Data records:

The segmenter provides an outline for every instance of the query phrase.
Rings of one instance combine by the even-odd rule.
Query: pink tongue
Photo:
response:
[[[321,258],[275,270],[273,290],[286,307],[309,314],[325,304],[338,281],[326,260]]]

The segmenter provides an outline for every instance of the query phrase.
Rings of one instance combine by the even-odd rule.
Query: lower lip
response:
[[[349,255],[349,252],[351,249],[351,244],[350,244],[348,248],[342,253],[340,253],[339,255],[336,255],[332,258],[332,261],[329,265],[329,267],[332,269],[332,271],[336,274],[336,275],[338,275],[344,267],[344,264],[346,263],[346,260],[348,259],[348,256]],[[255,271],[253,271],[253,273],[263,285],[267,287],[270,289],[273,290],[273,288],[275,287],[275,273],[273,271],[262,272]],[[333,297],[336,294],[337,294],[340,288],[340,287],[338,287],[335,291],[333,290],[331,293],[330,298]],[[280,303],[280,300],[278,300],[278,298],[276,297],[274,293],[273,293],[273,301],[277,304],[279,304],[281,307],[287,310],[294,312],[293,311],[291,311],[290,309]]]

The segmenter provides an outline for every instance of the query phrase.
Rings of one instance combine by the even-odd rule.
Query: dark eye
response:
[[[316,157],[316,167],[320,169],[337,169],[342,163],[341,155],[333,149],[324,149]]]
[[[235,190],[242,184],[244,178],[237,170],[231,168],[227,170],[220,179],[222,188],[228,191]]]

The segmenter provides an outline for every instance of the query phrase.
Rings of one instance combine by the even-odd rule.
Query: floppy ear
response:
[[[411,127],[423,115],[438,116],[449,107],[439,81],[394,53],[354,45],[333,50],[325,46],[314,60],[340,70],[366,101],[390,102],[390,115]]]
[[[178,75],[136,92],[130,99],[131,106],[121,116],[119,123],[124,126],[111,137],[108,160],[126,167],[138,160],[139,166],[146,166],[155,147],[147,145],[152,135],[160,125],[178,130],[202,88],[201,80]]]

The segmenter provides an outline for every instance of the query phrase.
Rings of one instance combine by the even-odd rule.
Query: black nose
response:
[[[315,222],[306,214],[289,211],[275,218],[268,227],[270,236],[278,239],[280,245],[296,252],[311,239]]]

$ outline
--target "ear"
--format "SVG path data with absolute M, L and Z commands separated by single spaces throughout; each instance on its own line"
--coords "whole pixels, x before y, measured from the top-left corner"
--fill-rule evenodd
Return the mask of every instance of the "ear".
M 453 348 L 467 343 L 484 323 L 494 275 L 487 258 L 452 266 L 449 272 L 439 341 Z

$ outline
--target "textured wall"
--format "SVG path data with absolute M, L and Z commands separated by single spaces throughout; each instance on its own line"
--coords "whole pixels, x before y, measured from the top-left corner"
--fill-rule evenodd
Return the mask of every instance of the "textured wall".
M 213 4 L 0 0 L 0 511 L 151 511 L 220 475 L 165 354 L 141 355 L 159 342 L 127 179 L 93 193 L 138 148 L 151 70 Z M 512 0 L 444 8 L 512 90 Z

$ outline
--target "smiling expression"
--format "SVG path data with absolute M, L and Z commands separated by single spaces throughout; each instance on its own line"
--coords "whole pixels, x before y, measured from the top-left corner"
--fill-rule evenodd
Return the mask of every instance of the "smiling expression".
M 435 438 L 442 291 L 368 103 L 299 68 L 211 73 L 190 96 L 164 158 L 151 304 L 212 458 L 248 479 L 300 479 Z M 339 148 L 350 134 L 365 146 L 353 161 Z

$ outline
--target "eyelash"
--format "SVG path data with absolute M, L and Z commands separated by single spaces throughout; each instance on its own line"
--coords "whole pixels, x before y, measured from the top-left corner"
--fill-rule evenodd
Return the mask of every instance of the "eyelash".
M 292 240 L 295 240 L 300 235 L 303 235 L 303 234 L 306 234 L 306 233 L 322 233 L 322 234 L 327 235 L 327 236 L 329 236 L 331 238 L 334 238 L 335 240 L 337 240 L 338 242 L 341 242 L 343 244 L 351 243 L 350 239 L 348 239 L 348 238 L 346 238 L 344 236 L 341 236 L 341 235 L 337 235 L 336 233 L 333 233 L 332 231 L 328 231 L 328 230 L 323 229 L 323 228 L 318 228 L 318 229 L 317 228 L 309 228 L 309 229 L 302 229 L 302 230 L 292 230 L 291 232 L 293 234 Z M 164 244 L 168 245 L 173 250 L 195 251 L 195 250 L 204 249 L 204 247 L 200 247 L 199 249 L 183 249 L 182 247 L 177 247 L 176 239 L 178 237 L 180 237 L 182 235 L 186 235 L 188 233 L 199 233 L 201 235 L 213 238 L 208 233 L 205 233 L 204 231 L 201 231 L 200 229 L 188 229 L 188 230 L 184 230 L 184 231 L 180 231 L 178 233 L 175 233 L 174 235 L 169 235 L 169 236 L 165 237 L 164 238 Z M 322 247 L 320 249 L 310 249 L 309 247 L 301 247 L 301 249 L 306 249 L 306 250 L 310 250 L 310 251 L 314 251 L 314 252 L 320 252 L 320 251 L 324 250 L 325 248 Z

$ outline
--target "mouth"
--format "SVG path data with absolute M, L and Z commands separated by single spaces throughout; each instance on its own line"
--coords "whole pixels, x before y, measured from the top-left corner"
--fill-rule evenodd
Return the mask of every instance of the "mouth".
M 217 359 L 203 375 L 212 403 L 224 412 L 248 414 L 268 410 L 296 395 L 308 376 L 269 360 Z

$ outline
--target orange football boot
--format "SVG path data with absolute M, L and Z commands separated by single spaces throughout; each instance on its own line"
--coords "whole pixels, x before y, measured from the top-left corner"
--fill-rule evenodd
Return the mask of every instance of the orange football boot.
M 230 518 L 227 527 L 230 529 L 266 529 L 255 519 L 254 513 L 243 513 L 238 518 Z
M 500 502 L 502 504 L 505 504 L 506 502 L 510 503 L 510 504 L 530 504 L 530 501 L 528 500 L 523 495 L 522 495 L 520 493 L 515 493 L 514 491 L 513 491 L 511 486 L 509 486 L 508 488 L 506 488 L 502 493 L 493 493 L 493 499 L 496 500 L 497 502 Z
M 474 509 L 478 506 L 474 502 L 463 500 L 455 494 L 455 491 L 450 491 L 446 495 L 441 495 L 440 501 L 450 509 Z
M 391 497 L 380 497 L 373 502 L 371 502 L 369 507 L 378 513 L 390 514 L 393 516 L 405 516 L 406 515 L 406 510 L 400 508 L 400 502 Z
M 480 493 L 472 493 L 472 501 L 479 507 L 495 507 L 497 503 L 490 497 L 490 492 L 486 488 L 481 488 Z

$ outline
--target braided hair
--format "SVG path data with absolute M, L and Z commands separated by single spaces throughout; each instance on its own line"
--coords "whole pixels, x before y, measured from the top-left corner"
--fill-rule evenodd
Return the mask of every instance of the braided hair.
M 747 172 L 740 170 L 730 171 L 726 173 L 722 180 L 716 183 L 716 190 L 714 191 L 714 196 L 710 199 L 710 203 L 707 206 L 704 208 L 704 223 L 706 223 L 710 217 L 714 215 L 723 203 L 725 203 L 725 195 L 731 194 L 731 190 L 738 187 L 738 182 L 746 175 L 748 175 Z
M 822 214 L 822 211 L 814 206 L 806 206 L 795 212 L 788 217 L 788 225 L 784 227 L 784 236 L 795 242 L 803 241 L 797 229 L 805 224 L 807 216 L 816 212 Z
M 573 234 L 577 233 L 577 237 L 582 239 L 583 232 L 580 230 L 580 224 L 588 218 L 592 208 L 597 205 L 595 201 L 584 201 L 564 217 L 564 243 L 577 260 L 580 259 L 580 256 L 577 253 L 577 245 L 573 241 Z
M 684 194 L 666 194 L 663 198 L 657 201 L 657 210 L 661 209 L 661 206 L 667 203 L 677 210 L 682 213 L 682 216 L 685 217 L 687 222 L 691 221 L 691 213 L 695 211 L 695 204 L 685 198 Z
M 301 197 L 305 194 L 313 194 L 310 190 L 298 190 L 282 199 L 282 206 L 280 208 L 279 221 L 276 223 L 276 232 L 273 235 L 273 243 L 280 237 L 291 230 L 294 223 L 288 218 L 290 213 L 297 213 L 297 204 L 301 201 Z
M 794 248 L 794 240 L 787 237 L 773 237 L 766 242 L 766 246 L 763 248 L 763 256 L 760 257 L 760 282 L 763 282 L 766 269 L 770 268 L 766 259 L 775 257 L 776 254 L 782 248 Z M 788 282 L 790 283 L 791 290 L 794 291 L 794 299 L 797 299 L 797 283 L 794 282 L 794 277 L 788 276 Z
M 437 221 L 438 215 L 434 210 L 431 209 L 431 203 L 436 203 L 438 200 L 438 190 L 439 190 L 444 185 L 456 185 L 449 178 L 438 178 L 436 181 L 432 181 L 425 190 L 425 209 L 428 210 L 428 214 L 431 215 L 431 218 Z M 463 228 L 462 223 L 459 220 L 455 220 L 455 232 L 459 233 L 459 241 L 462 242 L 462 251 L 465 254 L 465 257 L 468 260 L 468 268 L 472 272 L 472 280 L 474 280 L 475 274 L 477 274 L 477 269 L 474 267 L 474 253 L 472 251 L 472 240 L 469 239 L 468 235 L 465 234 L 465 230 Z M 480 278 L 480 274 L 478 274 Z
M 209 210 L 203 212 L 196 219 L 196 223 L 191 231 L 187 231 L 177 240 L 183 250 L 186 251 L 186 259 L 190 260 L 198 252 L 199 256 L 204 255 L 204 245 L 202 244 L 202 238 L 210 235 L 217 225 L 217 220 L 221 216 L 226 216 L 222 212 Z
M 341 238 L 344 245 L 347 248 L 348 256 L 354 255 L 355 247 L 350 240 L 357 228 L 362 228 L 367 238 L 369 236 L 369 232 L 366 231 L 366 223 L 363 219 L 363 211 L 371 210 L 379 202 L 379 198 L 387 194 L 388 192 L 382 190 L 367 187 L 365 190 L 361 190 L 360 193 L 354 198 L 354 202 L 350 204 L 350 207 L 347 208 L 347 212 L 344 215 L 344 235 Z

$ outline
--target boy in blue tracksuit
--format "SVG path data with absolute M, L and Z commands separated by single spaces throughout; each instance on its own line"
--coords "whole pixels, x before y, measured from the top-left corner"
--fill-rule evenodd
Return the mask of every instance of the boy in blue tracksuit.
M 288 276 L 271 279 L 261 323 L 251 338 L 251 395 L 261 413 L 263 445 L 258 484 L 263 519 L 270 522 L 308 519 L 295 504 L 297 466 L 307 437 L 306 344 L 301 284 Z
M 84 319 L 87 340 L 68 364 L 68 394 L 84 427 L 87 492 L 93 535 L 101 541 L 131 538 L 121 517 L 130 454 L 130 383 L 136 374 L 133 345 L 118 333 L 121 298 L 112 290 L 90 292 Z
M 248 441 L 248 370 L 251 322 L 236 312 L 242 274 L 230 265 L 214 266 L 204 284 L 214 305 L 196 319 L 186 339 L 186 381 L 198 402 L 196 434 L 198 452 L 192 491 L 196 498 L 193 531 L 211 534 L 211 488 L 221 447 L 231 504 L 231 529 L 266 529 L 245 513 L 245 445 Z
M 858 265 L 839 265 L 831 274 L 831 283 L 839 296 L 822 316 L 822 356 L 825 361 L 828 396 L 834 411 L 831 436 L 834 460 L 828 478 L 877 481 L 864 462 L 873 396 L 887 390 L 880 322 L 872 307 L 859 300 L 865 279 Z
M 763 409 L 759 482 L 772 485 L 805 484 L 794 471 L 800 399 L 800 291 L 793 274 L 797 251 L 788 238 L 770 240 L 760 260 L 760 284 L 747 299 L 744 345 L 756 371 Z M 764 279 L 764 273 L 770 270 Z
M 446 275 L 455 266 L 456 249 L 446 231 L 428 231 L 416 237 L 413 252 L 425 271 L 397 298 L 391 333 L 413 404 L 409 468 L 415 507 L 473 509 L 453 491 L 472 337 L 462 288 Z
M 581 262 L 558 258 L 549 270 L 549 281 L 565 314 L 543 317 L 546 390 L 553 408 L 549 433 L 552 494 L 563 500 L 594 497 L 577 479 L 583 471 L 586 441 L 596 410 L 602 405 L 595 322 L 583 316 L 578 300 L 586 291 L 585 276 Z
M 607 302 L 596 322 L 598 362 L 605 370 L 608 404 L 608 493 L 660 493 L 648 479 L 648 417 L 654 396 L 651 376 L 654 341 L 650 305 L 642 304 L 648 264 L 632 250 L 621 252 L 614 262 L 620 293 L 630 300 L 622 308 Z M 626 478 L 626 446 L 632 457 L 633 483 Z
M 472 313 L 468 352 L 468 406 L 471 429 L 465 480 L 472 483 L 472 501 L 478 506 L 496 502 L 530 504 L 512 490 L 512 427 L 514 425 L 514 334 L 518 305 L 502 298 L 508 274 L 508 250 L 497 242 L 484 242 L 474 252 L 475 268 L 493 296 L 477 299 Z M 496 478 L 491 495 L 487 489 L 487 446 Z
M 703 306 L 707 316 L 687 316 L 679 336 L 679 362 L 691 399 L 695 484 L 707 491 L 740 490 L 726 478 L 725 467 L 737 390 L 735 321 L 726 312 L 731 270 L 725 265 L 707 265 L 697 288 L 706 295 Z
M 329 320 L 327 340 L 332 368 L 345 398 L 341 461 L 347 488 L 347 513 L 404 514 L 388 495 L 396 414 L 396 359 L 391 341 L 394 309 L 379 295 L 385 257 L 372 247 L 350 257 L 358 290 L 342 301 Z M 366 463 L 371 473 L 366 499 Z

### Instruction
Count the lines in the records above that contain the string "target", treating uppercase and lowercase as different. Give only the number.

### Answer to this exercise
8